**SET PROBLEM**
Recast the data below, from the line with "Task: find the dark" up to and including the line with "point(146, 108)", as a two-column CSV headed text and points, with one row for each line beginning "Task:" and the point lines that follow it. Put each field in quotes and replace any line breaks inside it with spaces.

Start MATERIAL SUPPLIED

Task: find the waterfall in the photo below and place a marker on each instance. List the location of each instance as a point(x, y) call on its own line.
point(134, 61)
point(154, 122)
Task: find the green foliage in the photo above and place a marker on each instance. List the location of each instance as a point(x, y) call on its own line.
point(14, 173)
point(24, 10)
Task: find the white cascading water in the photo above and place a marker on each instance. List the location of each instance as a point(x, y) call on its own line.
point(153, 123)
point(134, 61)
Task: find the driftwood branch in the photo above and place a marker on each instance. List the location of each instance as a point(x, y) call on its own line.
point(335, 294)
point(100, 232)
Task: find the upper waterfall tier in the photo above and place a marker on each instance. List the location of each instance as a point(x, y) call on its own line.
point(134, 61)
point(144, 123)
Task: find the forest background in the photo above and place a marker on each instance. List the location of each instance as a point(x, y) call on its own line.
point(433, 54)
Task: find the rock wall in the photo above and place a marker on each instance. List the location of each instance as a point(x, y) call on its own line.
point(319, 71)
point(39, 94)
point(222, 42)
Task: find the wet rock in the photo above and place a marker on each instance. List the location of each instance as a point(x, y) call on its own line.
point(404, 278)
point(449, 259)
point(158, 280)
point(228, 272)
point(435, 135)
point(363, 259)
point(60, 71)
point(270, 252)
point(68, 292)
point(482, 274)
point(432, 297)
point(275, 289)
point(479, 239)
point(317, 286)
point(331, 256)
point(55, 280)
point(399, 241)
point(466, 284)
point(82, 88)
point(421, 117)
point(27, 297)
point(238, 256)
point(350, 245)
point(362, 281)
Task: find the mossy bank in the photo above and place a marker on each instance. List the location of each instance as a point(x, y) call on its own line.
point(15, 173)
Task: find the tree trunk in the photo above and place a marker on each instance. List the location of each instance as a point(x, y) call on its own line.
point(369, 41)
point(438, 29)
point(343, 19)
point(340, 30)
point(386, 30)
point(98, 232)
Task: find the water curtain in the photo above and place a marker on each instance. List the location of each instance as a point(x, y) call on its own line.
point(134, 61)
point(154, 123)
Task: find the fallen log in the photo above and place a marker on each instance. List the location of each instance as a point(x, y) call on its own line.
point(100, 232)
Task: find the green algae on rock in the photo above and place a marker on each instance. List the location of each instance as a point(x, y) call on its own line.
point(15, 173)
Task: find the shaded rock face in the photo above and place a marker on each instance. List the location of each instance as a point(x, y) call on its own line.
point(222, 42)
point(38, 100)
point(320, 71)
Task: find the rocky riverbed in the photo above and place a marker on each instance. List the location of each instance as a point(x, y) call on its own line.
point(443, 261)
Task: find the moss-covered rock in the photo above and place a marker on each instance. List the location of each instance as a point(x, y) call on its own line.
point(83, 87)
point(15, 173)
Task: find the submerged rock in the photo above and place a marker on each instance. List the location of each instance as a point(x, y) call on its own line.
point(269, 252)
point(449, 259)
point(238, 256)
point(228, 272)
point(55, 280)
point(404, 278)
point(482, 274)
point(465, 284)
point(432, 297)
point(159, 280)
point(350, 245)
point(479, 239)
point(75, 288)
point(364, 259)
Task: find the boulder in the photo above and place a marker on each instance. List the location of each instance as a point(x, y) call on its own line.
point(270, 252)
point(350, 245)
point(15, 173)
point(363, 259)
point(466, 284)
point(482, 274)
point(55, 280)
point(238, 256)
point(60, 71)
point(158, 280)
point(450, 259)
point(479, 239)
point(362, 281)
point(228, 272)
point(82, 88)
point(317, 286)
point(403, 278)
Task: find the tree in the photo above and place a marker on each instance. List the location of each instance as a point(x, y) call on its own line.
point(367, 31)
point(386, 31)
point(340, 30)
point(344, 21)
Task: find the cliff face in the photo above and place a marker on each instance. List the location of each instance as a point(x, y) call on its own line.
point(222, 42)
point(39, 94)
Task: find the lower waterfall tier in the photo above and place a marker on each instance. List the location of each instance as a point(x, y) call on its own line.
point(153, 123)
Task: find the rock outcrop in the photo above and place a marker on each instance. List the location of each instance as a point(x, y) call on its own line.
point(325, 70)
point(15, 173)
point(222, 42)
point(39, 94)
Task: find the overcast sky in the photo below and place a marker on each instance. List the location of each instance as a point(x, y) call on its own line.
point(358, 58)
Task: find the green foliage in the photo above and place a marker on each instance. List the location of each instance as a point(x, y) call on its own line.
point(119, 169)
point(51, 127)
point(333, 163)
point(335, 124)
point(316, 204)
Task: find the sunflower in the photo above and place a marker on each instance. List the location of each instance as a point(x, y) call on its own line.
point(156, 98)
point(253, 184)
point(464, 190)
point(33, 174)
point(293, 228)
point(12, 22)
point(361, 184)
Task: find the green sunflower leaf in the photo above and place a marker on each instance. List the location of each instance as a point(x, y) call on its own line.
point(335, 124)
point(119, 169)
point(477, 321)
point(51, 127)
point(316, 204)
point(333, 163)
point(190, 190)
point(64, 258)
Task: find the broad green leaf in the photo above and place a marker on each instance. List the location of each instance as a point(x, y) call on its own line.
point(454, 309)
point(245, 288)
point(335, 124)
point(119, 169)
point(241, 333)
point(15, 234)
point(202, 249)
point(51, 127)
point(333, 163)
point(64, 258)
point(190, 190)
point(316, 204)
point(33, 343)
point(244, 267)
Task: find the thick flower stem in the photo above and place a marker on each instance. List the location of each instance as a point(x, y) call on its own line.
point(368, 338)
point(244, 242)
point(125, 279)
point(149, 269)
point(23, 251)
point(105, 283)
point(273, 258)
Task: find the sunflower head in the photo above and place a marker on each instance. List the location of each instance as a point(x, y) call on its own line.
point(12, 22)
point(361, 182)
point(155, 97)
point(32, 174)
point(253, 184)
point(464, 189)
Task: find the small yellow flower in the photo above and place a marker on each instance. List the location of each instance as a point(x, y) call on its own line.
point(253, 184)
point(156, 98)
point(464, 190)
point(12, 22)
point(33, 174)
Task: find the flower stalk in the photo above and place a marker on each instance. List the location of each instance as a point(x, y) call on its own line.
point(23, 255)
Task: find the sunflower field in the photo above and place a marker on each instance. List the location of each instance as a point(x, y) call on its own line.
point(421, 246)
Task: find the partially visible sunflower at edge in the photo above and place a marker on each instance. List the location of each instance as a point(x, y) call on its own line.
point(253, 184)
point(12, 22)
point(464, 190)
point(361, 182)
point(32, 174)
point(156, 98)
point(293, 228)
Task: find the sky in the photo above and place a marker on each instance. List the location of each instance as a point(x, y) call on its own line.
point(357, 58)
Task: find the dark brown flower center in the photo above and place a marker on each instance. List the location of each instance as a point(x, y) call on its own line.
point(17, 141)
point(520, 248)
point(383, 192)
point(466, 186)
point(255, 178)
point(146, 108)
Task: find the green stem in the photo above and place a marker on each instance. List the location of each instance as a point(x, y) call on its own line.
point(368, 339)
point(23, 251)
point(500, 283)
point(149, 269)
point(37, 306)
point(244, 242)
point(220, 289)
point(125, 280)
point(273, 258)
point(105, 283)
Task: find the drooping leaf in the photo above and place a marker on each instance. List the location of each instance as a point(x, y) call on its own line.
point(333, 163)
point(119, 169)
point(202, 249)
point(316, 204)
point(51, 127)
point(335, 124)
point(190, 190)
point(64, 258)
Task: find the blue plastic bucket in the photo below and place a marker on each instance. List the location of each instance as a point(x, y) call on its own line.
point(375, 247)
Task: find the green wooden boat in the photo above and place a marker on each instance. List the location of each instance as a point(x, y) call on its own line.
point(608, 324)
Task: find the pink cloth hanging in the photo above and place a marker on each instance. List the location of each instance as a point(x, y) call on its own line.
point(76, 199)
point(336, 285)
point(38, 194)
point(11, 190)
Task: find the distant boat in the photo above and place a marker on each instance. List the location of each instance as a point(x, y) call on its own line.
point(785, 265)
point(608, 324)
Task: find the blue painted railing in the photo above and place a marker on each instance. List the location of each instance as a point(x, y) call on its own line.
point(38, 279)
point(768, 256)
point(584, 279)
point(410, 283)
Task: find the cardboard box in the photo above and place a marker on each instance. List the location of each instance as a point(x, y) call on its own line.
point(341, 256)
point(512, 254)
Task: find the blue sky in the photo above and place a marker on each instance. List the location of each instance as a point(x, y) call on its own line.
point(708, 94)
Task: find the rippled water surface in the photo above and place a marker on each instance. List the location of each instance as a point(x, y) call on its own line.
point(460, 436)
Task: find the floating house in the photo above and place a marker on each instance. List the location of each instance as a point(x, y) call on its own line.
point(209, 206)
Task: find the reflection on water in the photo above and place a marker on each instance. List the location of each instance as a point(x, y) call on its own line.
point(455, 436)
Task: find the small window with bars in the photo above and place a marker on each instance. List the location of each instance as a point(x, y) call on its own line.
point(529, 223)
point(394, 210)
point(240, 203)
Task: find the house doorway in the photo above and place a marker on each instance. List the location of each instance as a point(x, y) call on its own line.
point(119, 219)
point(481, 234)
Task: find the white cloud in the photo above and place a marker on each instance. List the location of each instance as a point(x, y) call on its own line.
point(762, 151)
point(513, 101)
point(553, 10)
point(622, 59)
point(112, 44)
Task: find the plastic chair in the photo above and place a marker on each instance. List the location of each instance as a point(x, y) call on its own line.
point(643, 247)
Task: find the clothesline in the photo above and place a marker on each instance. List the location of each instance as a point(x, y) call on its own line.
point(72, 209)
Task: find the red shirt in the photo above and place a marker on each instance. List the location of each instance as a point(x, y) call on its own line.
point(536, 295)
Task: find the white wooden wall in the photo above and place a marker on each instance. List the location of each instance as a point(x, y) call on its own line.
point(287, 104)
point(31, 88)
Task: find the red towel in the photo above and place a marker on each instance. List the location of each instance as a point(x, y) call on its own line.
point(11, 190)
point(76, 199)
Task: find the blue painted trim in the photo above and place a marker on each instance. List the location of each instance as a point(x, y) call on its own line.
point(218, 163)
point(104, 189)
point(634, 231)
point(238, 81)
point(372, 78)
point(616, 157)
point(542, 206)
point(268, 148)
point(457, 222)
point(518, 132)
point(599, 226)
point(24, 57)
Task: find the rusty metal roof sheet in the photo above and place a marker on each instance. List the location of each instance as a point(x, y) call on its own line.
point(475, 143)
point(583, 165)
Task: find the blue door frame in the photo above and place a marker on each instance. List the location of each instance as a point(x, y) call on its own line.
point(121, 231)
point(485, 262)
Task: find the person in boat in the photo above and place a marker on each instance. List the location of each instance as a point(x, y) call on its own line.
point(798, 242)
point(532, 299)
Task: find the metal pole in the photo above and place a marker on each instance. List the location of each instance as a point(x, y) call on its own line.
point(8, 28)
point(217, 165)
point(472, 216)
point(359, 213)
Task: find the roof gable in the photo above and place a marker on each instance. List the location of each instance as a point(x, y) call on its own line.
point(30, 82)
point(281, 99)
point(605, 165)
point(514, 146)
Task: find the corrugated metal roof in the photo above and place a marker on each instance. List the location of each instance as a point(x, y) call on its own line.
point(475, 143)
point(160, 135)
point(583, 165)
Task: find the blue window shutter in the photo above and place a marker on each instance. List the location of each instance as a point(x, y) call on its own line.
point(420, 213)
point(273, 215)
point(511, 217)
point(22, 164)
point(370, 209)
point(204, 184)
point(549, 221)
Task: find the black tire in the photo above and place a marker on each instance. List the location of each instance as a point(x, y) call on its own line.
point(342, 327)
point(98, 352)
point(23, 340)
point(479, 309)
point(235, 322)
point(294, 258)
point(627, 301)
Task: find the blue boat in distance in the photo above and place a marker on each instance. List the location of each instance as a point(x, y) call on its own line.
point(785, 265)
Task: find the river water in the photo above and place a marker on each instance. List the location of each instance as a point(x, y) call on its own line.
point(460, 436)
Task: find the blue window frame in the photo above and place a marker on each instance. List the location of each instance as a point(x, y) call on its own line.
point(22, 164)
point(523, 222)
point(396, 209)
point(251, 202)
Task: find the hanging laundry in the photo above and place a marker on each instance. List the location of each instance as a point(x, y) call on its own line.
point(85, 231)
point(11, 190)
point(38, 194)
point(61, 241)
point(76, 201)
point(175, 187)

End MATERIAL SUPPLIED

**EXPECTED ANSWER**
text,points
"Task: find the dark brown flower center in the photo above and place a marker on each instance. List the location of each instance as a point(x, y) call on its own line.","point(17, 141) point(520, 248) point(383, 192) point(466, 186) point(255, 178) point(146, 108)"